Set task - Extract every line from the one containing "Each instance of the horse reflection" through the last of the rows, and reproduce each line without any change.

-- START Supplied information --

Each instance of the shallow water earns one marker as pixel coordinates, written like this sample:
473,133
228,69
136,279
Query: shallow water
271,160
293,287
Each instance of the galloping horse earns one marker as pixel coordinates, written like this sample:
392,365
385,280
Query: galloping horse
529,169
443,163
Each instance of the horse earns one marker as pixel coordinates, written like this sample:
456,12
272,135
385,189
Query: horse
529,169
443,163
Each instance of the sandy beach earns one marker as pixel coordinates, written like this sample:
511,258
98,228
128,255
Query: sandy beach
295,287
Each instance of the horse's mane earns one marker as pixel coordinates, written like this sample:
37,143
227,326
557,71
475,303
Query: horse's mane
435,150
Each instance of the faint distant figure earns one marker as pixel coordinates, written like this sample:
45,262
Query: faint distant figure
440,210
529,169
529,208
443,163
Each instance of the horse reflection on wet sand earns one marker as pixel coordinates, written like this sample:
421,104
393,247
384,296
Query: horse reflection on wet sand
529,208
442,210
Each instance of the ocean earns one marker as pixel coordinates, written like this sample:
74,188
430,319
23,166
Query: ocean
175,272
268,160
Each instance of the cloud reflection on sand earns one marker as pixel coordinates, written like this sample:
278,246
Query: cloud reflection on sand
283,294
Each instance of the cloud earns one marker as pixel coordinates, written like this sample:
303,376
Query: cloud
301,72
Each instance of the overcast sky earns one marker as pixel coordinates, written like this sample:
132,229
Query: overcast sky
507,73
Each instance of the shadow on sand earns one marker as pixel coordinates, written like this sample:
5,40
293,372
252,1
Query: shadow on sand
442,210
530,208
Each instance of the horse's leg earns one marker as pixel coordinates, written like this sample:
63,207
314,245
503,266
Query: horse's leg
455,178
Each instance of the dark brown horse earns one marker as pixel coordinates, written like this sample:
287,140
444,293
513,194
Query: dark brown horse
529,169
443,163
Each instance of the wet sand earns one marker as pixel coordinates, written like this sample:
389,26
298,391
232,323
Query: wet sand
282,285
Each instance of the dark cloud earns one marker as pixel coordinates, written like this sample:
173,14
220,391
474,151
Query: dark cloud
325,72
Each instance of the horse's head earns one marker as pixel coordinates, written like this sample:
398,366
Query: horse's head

-- END Supplied information --

The answer -
Each instance of the horse reflection on wet sand earns one marker as pixel coordinates, written like this sample:
421,104
393,247
384,296
Query: horse reflection on wet sand
529,208
442,210
Each instance of the ocean earns one marker as pixel coordinates, written like this sample:
74,188
430,319
23,166
Query: ocean
175,272
268,160
Each instance of the cloud reflection on sand earns one marker as pixel coordinates, written like this sample:
278,246
Query: cloud reflection on sand
283,294
Each instance of the cloud earns one marker as pixel coordinates, written like this sample:
303,376
Query: cloud
301,72
Each instance of the overcast sky earns one marker as pixel coordinates, written like this sample:
132,229
Query: overcast sky
507,73
Each instance of the shadow on sand earns one marker as pixel coordinates, written like this sample:
5,40
293,372
252,1
Query: shadow on sand
442,210
530,208
Each instance of the horse's leg earns one marker as pixel coordinates, written like this sample:
63,207
314,245
503,266
Query: horse's leg
455,178
Each instance of the dark brown horse earns one marker as pixel coordinates, written like this sample:
287,140
444,293
513,194
Query: dark brown horse
529,169
443,163
Each instance of the wet sand earns one marker as pixel coordinates, written like this sample:
389,26
298,391
232,323
Query: wet sand
282,285
Each instance of the dark cloud earns one marker as pixel coordinates, written like this sample:
173,14
220,391
474,151
Query: dark cloud
325,72
Each instance of the horse's head earns one marker as pixel coordinates, written like this sample:
398,366
Query: horse's head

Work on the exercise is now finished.